▶ [Your goal]
Reading the listing below, restate each entry exactly as written.

[Input Boundary: Start]

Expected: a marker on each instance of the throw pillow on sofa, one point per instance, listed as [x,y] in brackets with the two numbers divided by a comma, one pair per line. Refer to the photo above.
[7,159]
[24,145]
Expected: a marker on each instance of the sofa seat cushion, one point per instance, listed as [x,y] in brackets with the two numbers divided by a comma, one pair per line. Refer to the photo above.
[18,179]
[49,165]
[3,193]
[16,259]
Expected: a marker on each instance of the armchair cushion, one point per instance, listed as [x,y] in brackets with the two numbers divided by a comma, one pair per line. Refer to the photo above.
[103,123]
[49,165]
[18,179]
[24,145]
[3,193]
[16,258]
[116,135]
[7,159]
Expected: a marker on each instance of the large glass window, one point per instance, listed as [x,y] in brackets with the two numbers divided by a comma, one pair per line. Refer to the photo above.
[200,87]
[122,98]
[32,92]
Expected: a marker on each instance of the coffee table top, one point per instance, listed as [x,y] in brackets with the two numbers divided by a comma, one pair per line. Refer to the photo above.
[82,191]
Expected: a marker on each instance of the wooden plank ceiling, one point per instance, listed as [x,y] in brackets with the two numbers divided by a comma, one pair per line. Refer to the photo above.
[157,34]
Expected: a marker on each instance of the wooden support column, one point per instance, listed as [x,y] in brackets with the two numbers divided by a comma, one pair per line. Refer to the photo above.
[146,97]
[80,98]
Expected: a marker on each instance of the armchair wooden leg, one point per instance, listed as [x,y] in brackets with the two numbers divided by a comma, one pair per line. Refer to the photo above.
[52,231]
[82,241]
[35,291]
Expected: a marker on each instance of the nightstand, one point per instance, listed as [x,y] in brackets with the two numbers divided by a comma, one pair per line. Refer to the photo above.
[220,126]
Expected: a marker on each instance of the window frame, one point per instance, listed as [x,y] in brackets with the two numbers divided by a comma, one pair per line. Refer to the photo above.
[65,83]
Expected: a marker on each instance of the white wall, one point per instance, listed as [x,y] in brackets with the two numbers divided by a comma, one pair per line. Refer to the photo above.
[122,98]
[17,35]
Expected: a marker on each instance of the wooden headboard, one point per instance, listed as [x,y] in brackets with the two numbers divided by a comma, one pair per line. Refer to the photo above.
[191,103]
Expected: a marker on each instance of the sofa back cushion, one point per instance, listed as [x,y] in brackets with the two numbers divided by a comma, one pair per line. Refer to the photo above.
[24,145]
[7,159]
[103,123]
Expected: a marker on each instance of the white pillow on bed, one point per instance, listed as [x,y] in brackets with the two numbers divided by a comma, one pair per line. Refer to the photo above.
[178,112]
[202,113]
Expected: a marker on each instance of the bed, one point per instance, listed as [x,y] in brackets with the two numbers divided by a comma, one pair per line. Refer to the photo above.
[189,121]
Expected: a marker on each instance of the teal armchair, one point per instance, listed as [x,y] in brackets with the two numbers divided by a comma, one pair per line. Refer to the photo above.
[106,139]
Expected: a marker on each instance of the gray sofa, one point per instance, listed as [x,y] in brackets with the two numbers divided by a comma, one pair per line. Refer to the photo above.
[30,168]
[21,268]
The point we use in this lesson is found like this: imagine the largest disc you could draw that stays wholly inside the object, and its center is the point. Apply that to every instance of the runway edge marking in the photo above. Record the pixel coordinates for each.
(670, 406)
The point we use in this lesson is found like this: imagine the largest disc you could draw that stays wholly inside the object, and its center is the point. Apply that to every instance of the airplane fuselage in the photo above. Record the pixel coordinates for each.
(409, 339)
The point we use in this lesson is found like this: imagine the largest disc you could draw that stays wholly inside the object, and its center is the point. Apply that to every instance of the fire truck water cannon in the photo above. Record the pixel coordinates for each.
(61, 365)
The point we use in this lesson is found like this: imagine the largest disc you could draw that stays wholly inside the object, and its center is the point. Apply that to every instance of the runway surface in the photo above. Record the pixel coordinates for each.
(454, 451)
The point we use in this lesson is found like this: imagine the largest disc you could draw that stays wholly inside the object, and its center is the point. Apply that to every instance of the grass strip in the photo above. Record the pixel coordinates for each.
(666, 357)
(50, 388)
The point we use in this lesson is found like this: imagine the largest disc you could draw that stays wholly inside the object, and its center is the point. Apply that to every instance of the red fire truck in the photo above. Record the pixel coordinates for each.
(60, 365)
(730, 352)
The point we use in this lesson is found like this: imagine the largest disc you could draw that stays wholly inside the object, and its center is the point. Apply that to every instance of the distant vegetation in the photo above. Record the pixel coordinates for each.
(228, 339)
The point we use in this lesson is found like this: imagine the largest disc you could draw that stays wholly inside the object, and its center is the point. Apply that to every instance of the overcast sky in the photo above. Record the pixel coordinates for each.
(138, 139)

[Input Boundary: End]

▶ [Response]
Expected: a marker on each instance of the throw pillow on sofa, one point per instance, listed as [x,y] in brackets with the two numbers divided by a comma, one pair per line. Refer to the photo above.
[7,159]
[24,145]
Expected: a marker on each instance of the sofa seat cushion, one point per instance, listed as [x,y] in brackets with the two numbers divided by a comma, one pair per line. Refer to the photo above.
[18,179]
[49,165]
[3,193]
[16,259]
Expected: a marker on each instance of the armchair cushion, one point per instance, listed as [x,y] in brackets with the two numbers divided by a comma, one pair per line. Refer to the photo above.
[103,123]
[49,165]
[18,179]
[24,145]
[3,193]
[16,258]
[116,135]
[7,159]
Expected: a marker on each instance of the large glass window, one point per instance, listed as [x,y] in brackets with the two numbers divided by a comma, one pair per line. Refer to the photo above.
[200,87]
[122,98]
[32,92]
Expected: a marker on each instance of the coffee table top, one point per instance, listed as [x,y] in brackets with the two numbers divided by a comma, one pair per line. Refer to the photo above.
[82,191]
Expected: a marker on each instance of the wooden plank ceiling, one point per instance, listed as [x,y] in brackets with the two numbers divided by a comma, one pair per line. Refer to the photo above.
[157,34]
Expected: a marker on each instance of the wooden support column, one point per instance, listed as [x,y] in brackets with the two numbers divided by a comma, one pair per line. Refer to the photo above.
[146,97]
[80,98]
Expected: a marker on each instance of the armchair wooden leg, one point per instance, listed as [x,y] in brackets with the two numbers divided by a comma, one pair per line. Refer to the photo above.
[52,231]
[82,241]
[35,291]
Expected: a marker on each instance of the nightstand, one point per instance, listed as [x,y] in brackets with the two numbers divided by a comma, one pair per line. Refer to the photo above.
[220,126]
Expected: a marker on each instance of the window frame, one point per instance, listed as [x,y] in brackets with the two numbers divided by a comma, one pair per line. Refer to the photo above.
[65,83]
Expected: a marker on each instance of the white wall, one point per instance, listed as [x,y] in brackets with the two numbers divided by a comma, one pair per line. Refer to the photo above.
[122,98]
[17,35]
Expected: a marker on each instance of the wooden headboard, one point per instance, listed as [x,y] in brackets with the two numbers divided by a comma, one pair per line. Refer to the photo above.
[191,103]
Expected: a marker on each instance of the sofa back cushion, one point per instance, listed as [x,y] in brackets with the two numbers divided by a comma, one pair per line. Refer to the photo above.
[24,145]
[7,159]
[103,123]
Expected: a marker on each instance of the white pillow on bed, one point per instance, listed as [x,y] in brackets with the two numbers divided by a comma, one pair per line. Refer to the photo above.
[178,112]
[202,113]
Expected: a marker on each instance of the bed, one point per instance, listed as [x,y] in brackets with the two numbers divided by a comma, one pair per line. Refer to the photo above.
[189,121]
Expected: a marker on each instance of the teal armchair, one point per instance, listed as [x,y] in brackets with the two numbers divided by a comma, one pair per line. Refer to the photo above.
[106,139]
Expected: a marker on each instance of the gray sofa, one point per instance, listed as [x,y] in brackets with the two numbers divided by a comma, one pair per line. Refer to the photo above.
[30,168]
[21,268]
The point we use in this lesson is found like this: imagine the largest disc you could draw that stays wholly inside the object, and its center is the point. Apply that to every instance of the runway edge marking in the photo above. Record the pixel coordinates for each.
(670, 406)
The point we use in this lesson is found like this: imagine the largest disc you could draw that stays wholly inside the object, and its center is the point. Apply that to every instance of the airplane fuselage in the photo above. Record the pixel coordinates for each.
(409, 339)
The point we use in this lesson is found like this: imagine the largest disc you could draw that stays wholly inside the object, and its center is the point. Apply that to every instance of the fire truck water cannon in the photo above. Record the pixel coordinates for each.
(61, 365)
The point we use in this lesson is found like this: imagine the largest disc you could draw that stays wholly inside the object, and its center is the point. Apply that to every instance of the runway surface in the photo above. Record the pixel coordinates for each.
(454, 451)
The point we use in this lesson is found like this: imagine the largest disc you could draw that stays wholly inside the object, and its center is the point. Apply that to every instance of the grass strip in the photo above. Record the pixel coordinates for each.
(666, 357)
(50, 388)
The point we use in this lesson is found like this: imagine the largest disc you could draw that stays wholly inside the object, and its center is the point. Apply that to every instance of the red fire truck in the photo above. Record the pixel coordinates for each.
(60, 365)
(730, 352)
The point we use in this lesson is found like this: imagine the largest disc you could draw that stays wholly inside the object, and its center is the point. Apply that to every instance of the distant vegetation in the photo above. Record the pixel coordinates for each.
(228, 339)
The point we use in this lesson is found like this: imagine the largest disc you could draw that stays wholly inside the object, and its center is the point. Apply that to every instance of the overcast sky in the photo above. Record the pixel coordinates for each.
(138, 139)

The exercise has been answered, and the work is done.